> DO THIS
How many of the lines below contain the word "wooden"? Reply with the number alone.

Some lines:
■ ■ ■ ■ ■

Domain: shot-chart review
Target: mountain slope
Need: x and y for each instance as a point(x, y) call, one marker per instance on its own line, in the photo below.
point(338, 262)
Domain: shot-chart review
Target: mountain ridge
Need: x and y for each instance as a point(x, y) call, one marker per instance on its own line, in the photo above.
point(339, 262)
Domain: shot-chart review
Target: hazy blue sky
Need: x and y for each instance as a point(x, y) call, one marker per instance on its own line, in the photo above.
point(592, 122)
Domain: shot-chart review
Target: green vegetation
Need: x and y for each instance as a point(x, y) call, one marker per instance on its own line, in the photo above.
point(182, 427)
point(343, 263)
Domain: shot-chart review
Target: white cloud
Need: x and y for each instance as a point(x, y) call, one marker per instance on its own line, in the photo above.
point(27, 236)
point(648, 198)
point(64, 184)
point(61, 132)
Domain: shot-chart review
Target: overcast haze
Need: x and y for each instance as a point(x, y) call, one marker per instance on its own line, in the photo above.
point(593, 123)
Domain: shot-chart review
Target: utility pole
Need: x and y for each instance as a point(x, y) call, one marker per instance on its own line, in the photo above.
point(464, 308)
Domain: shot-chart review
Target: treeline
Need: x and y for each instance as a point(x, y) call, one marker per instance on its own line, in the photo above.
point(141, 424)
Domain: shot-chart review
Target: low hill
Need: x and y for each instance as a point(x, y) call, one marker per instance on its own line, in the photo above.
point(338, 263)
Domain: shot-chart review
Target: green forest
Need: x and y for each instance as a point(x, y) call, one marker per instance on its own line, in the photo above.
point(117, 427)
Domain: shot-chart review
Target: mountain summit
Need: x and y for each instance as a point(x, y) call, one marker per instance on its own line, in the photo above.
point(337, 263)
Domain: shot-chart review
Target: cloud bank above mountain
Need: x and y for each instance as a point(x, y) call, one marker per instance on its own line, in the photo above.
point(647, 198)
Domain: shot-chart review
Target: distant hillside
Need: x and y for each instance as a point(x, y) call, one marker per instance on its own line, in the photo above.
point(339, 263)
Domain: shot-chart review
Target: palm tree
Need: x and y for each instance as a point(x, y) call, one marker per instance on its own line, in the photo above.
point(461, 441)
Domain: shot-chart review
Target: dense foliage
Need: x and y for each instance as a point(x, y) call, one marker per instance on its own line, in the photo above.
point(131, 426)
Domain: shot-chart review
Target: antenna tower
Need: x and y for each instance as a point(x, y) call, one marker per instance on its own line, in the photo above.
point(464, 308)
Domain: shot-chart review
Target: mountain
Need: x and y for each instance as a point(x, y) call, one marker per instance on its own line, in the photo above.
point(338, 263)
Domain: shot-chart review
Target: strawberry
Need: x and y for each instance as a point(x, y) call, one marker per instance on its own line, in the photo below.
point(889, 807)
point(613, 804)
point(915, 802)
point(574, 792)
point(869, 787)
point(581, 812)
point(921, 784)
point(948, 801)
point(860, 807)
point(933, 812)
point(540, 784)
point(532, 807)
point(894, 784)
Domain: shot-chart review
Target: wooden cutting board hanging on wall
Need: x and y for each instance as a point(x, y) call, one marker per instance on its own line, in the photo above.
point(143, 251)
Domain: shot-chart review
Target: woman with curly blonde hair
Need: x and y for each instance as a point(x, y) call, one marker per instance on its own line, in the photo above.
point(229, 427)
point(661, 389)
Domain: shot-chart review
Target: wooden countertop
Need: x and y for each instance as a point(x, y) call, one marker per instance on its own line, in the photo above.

■ ■ ■ ■ ■

> PROBLEM SOLUTION
2